* [PROMPT]: Make an exact copy of the entries below.

Items from a data source:
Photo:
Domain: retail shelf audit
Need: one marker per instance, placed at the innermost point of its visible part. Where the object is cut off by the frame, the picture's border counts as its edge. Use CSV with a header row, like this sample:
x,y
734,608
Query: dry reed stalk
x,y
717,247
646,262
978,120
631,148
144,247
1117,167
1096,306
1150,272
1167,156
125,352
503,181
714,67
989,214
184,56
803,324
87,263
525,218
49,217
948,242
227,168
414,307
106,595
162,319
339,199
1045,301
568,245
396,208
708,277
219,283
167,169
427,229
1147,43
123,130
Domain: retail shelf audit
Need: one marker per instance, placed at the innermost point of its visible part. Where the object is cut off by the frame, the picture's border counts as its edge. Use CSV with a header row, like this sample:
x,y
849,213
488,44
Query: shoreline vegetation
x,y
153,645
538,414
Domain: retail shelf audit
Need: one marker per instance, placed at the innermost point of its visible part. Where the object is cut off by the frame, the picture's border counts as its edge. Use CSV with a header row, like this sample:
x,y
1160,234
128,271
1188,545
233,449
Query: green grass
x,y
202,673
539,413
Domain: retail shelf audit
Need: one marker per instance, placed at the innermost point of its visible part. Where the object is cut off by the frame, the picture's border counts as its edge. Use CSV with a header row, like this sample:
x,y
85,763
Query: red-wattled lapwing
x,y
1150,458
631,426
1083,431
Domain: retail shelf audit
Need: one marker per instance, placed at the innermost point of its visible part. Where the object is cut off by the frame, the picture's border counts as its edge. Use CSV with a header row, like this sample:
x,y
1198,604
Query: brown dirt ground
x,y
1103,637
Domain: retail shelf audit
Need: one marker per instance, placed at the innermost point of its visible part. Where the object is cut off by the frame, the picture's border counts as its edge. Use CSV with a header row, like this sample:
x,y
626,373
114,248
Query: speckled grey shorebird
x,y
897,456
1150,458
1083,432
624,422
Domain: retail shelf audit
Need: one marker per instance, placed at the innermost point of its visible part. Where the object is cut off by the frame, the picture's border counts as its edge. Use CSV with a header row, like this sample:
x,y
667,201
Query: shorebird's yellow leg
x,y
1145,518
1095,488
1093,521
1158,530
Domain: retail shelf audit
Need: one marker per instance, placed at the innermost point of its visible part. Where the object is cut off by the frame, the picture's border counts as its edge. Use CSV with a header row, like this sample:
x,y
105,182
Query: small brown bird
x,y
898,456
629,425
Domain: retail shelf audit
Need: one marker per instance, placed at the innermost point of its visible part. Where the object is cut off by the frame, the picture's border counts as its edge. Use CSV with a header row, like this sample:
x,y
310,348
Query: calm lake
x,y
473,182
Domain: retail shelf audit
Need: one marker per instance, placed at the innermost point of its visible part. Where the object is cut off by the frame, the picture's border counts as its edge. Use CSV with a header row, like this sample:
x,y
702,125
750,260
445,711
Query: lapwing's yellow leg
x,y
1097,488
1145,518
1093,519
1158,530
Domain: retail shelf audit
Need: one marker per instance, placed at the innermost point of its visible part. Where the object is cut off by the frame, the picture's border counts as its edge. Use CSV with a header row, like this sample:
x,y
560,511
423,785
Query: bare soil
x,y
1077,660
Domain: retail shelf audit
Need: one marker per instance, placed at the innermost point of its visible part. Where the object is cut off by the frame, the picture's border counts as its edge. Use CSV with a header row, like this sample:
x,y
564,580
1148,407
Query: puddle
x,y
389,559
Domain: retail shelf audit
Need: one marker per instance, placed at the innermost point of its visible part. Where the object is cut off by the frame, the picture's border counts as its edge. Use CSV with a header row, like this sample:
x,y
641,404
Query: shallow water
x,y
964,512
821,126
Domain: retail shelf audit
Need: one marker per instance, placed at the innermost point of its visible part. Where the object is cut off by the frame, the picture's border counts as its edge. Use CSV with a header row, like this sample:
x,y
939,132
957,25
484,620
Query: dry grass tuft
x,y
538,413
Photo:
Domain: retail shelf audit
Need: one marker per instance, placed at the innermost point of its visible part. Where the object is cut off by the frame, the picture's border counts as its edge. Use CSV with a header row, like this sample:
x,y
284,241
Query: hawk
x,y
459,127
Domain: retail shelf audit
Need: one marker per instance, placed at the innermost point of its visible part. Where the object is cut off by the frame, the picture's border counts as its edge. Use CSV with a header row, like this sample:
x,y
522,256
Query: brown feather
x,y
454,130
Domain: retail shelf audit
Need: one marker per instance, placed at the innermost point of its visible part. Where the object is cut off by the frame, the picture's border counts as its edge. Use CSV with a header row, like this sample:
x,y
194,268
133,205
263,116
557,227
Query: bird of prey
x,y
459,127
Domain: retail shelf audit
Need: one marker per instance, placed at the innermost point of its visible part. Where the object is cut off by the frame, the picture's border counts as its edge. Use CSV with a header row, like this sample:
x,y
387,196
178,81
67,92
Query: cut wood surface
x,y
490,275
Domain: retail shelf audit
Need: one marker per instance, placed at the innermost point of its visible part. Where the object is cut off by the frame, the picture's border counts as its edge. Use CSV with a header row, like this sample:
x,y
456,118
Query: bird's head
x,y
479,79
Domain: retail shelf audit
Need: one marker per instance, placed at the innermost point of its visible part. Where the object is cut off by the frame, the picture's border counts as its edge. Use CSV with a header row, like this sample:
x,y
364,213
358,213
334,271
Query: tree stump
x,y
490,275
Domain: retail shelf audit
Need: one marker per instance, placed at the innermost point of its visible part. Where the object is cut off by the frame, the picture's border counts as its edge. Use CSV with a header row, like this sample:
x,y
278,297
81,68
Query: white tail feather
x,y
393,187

* [EXPECTED ANSWER]:
Photo:
Domain: retail shelf audit
Need: one marker per instance, placed at the innermost point of its visible part. Where the object is cut off by the frame, the picture's border counts as its edge. Use CSV with a header row, like this sample:
x,y
734,608
Query: dry reed stalk
x,y
717,247
646,262
978,120
631,148
144,247
1117,167
1096,306
1150,272
1167,156
125,352
503,181
714,67
989,214
184,56
803,324
87,263
525,218
49,217
948,242
227,168
414,307
106,595
162,319
339,199
1045,301
568,245
396,208
708,277
219,283
167,169
427,229
1147,43
123,130
Domain: retail shelf audit
Need: one marker per instance, placed at the innermost point of its visible part. Where the object is cut off by the frame, the picture's border counts as its edge. Use CSV with a header row, like this sample:
x,y
849,213
488,44
Query: shoreline vegetation
x,y
153,645
538,414
Domain: retail shelf audit
Need: one marker per instance, placed at the innermost point of its visible part. Where the object is cut off by the frame, the picture's border counts as its edge. Use CSV with a header row, like this sample:
x,y
1160,234
128,271
1188,545
233,449
Query: green grass
x,y
202,673
539,413
Domain: retail shelf audit
Need: one marker per instance, placed at the innermost point of its visible part. Where the object is cut off by the frame, the picture's border counts as its edge. Use CSV with a header row, like this sample:
x,y
85,763
Query: red-wattled lapwing
x,y
1150,458
631,426
1083,431
Domain: retail shelf audit
Need: one marker per instance, placed at the innermost point of its visible part. Where the object is cut off by the frame, the picture's border counts as its edge. Use CSV with a header row, like this sample:
x,y
1198,604
Query: brown dirt ground
x,y
1103,637
Domain: retail shelf audit
Need: one marker per instance, placed at the innermost point of its visible part. Where the object is cut off by the frame, the picture's border counts as its edge. Use CSV with a header row, like this sample:
x,y
626,373
114,248
Query: speckled grey shorebird
x,y
897,456
1150,458
1083,432
624,422
Domain: retail shelf audit
Need: one marker per instance, placed at the innermost point of its visible part. Where the object is cut off by the frame, the picture's border counts as its edge. Use CSV with a header row, like this sample:
x,y
667,201
Query: shorebird's yellow leg
x,y
1145,518
1095,488
1093,521
1158,530
Domain: retail shelf audit
Need: one marker per instance, placed at the innermost point of its visible part. Where the object is cut off by the frame, the picture's border counts as its edge. Use CSV with a header row, like this sample:
x,y
105,182
Query: small brown bird
x,y
898,456
629,425
Domain: retail shelf audit
Need: one marker per instance, placed at the innermost point of its visible part. Where the object is cut off by the frame, the picture's border counts as its edge. Use CSV with a header row, like this sample:
x,y
310,348
Query: calm lake
x,y
473,182
Domain: retail shelf audit
Need: one marker per instance, placed at the innermost point of its visible part. Where the object is cut off by the frame, the picture's border counts as its edge. Use CSV with a header row, like this sample:
x,y
702,125
750,260
445,711
Query: lapwing's yellow leg
x,y
1097,488
1145,518
1093,519
1158,530
Domain: retail shelf audit
Need: one marker per instance, placed at the innermost point of its visible part. Where the object is cut off by the frame, the picture's border counts as its edge. Use CSV with a header row, like this sample:
x,y
560,511
423,785
Query: bare soil
x,y
1077,660
Domain: retail shelf audit
Need: one marker per instance, placed at the innermost point of its visible part. Where the object is cut off by the frame, the picture's border counts as its edge. Use CSV with a header row, like this sample:
x,y
564,580
1148,407
Query: puddle
x,y
389,559
Domain: retail shelf audit
Need: one marker per instance, placed at the innermost point of its visible part. Where the object is cut off by the frame, the picture's border counts as its edge. Use CSV with a header row, like this sample:
x,y
641,404
Query: shallow water
x,y
964,512
821,126
Domain: retail shelf audit
Need: one marker per instance, placed at the innermost point of its visible part. Where the object is cut off by the frame, the picture's border counts as its edge. Use CSV with a header row, like this sample:
x,y
939,132
957,25
484,620
Query: dry grass tuft
x,y
538,413
Photo:
Domain: retail shelf audit
Need: one marker per instance, placed at the innermost point of its visible part. Where the object is cut off by the frame, the picture's border counts as its edge. Use CSV with a header row, like this sample:
x,y
284,241
Query: hawk
x,y
459,127
Domain: retail shelf audit
Need: one marker per instance, placed at the innermost point of its visible part. Where the object is cut off by the frame, the picture's border counts as its edge. Use CSV with a header row, like this sample:
x,y
522,256
Query: brown feather
x,y
454,130
Domain: retail shelf audit
Need: one marker per instance, placed at the innermost point of its visible part. Where the object is cut off by the frame, the picture's border counts as its edge. Use CSV with a header row, like this sample:
x,y
194,268
133,205
263,116
557,227
Query: bird of prey
x,y
459,127
Domain: retail shelf audit
Need: one marker per instance, placed at the innermost point of its visible part. Where the object is cut off by the frame, the picture's border counts as its edge. Use CSV with a header row, like this sample:
x,y
387,196
178,81
67,92
Query: cut wood surface
x,y
490,275
Domain: retail shelf audit
Need: one marker per instance, placed at the innermost point of its visible part. Where the object is cut off by the frame, the picture's border counts as its edge. Use CSV with a header row, like this sample:
x,y
456,118
Query: bird's head
x,y
479,79
Domain: retail shelf audit
Need: one marker per instance, placed at the innermost point of its visible part. Where the object is cut off by the frame, the picture's border counts as its edge. Use CSV with a header row, like this sample:
x,y
364,213
358,213
334,271
Query: tree stump
x,y
490,275
Domain: retail shelf audit
Need: one marker per instance, placed at the innermost point of its visible part. Where the object is cut off by the frame, the picture's border counts as its edge. Use CSV with a header row, like this sample:
x,y
278,297
81,68
Query: white tail feather
x,y
393,187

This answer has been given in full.